Суть задания:
Переведите на английский язык предложение из отрывка о будущем детей нуворишей: «А гарантии для самих этих капиталов сильно снизились».

В стране с приличным отношением к частной собственности сберечь кое-что было бы возможно, но именно усилиями поколения нуворишей-отцов никакого уважения ни к какой частной собственности у нас нет и, увы, еще долго не будет.
На следующий день, после того как папочка закроет глаза – все источники благосостояния на которые и содержатся батлер, шофер, гувернантка, горничная, кухарка, гардеробщица, давальщица и подавальщица растают как дым. Доживать придется в лучшем случае в Брикстоне.
Вывод капиталов, которые могли бы надежно гарантировать будущее этого слоя, за последнее время… эээ… осложнился. А гарантии для самих этих капиталов сильно снизились.
Я, лично, могу представить себе только одну гарантию для этих людей (которые к тому моменту из возраста золотой молодежи перейдут в педпенсионный) – это прямой политический и военный контроль за нашей страной со стороны того же Лондона и всего, что с ним связано.

Исходные данные:
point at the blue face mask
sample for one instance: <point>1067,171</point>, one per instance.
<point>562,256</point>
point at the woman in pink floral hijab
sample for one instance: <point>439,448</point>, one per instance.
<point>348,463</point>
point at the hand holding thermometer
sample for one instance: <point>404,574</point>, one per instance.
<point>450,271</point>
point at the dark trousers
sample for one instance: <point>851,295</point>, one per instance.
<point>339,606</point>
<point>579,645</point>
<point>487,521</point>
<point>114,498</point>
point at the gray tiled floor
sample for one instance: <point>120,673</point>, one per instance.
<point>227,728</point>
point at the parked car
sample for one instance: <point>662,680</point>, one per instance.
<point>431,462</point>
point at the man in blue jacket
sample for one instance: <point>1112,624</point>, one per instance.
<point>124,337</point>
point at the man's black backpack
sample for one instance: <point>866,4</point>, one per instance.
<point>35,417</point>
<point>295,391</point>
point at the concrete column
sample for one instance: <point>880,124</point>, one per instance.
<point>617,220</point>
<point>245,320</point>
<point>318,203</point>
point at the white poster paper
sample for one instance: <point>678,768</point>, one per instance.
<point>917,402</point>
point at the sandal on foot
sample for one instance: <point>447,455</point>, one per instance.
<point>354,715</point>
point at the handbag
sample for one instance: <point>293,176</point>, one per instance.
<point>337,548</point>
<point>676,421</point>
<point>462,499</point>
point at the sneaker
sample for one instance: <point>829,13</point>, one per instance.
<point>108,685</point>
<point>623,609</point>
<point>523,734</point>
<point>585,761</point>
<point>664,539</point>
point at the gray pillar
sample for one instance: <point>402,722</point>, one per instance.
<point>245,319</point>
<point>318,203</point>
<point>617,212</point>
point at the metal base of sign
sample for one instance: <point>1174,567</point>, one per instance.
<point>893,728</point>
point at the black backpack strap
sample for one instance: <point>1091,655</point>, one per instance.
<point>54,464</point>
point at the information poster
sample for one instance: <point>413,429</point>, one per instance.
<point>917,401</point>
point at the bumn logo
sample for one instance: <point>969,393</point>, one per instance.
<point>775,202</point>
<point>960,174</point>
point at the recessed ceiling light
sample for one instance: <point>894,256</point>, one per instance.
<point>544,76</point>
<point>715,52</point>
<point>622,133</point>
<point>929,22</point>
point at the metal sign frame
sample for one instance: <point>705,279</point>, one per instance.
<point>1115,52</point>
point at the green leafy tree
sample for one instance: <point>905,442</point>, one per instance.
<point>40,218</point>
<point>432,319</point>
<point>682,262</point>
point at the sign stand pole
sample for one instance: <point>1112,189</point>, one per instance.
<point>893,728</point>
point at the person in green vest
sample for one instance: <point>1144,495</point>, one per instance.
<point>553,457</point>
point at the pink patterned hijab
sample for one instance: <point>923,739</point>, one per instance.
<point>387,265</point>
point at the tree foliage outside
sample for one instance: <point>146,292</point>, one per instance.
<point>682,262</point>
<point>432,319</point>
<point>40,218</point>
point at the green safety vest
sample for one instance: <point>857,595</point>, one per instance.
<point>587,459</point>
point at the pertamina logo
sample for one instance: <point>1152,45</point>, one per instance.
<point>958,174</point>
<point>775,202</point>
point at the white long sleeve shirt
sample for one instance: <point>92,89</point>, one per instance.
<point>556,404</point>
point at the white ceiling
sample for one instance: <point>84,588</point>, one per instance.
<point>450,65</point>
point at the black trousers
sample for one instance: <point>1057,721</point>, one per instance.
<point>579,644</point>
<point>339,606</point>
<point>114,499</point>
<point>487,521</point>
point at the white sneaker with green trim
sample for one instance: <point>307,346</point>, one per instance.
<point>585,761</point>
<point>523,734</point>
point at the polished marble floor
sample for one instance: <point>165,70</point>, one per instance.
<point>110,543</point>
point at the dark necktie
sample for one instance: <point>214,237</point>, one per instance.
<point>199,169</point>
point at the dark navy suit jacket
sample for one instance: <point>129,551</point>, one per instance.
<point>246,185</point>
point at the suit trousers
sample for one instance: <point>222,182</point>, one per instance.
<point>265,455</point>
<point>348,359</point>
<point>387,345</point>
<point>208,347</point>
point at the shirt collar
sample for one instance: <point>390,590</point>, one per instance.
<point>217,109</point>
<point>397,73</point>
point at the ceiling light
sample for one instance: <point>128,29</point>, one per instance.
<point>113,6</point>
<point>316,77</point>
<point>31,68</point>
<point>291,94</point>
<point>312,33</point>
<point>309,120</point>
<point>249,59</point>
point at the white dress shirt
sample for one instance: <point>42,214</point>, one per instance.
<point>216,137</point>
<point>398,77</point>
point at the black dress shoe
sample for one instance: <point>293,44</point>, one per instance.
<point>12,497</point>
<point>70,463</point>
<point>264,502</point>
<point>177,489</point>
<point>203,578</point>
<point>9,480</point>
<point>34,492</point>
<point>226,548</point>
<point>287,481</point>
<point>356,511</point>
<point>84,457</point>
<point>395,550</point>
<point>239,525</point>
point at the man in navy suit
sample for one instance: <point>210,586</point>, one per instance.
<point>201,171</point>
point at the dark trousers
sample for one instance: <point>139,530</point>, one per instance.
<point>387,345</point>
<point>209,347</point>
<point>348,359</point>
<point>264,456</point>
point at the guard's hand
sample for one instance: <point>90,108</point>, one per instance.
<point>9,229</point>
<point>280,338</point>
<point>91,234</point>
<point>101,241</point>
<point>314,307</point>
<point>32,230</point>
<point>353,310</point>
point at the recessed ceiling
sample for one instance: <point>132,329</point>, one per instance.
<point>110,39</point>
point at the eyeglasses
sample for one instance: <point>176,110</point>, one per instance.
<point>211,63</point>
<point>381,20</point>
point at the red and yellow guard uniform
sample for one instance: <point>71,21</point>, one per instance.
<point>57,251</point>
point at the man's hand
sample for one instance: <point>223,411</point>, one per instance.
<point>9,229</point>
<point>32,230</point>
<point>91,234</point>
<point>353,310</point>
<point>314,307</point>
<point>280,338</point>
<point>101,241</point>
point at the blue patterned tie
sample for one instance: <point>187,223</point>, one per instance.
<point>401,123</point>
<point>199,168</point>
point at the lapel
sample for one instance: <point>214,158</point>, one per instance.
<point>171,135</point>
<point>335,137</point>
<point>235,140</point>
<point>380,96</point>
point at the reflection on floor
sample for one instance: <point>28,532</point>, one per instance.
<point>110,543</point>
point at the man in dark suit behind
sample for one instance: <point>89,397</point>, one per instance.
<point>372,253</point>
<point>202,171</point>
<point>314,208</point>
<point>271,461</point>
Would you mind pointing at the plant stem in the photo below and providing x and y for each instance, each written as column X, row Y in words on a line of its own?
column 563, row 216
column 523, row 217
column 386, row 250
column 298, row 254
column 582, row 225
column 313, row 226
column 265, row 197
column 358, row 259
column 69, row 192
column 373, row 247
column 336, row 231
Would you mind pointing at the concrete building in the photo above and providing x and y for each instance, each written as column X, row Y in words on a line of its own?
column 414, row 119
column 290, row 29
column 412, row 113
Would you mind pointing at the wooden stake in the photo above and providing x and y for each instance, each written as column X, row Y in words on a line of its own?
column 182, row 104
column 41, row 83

Решение задания:
And the guarantees for this capital itself have weakened considerably.